== PARTS OF THE EXERCISE ==
**1.** In the post on the Twitter exodus, rewrite the passage starting with "Is there a need" and going on through "zilch surveillance capitalism.", switching "Fediverse" to "federated network".
**2.** Answer these questions using the post on the Twitter exodus:
(a) What did Musk carry into Twitter's main office?
(b) What do the letters of the EEE playbook stand for?
(c) What server has Netopia joined?
**3.** Summarize the post on the Twitter exodus in two sentences.

== EXERCISE TEXT ==
┄┄┄┄┄┄

Twitter Exodus and the EEE Playbook

Is Mastodon where Twitter ex-pats seek refuge after the Musk take-over? The Tesla-gazillionaire’s acquisition has been a drama beyond the imagination of any script-writer. First Musk made an unsolicited bid to take Twitter private, then he pulled out, but was forced to see it through and made a weird pun carrying a sink into the main office. Next thing, he fired lots of employees, rolled back years of work on suicide prevention, anti-harassment and human rights, switched to a Monty Python-inspired business model and triggered a flood of memes. One user with verified status changed their ID to ex-president Donald Trump and immediately pronounced same man dead. It was a mess and it is only getting messier each time Musk tries to micro-manage it.

Is there a need for an online “town square”? If Twitter used to be the answer, it would appear that is no longer the case. So where do people run to? Mastodon seems to be the flavour of the month. In contrast, it is a not-for-profit, grassroots-driven service where each server is connected to the others in what is called the Fediverse. Anyone can start a Mastodon-server and set their own rules for publication, but other servers may choose not to link to troll servers. Perhaps this is a recipe for a better conversation online – fewer trolls, less algorithm-fuelled toxicity, zilch surveillance capitalism.

Netopia has joined a server called EUpolicy.social, feel free to follow as almost 2000 others have already.

The real threat to Mastodon might not be the trolls, but the Silicon Valley EEE-playbook: Embrace, Extend, Extinguish. Ycombinator’s Hacker News has a good thread that explains the process (this is also where I learned about EEE!). Rather than head on attack or acquisition offers, Big Tech suffocates its challengers by integrating them. Let’s see if Mastodon becomes the decent town square it hopes to be. There is no lack of starry-eyed internet nostalgia in the way the fans talk about it. Bring back the old de-centralised web. Will Mastodon follow the all-too familiar path of centralization and re-intermediation? Will it be a flash in the pan, smothered by FAANG’s embrace? Or will it be able to learn from and avoid those mistakes that have so often be made?

┄┄┄┄┄┄

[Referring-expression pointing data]
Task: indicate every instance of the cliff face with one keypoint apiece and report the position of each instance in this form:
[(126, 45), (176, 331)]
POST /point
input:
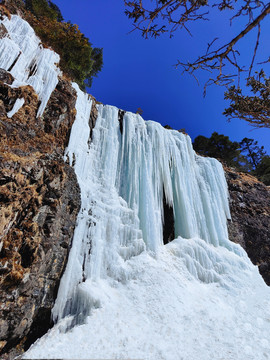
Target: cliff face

┄┄┄┄┄┄

== ANSWERS TO EACH TASK ==
**1.**
Is there a need for an online “town square”? If Twitter used to be the answer, it would appear that is no longer the case. So where do people run to? Mastodon seems to be the flavour of the month. In contrast, it is a not-for-profit, grassroots-driven service where each server is connected to the others in what is called the federated network. Anyone can start a Mastodon-server and set their own rules for publication, but other servers may choose not to link to troll servers. Perhaps this is a recipe for a better conversation online – fewer trolls, less algorithm-fuelled toxicity, zilch surveillance capitalism.

**2.**
(a) A sink.
(b) Embrace, Extend, Extinguish.
(c) EUpolicy.social.

**3.** The post describes Musk's chaotic takeover of Twitter, including mass firings and the rollback of work on suicide prevention, anti-harassment and human rights. It asks whether Mastodon, a not-for-profit service of connected servers, can become a better online town square or will fall to Big Tech's "Embrace, Extend, Extinguish" playbook.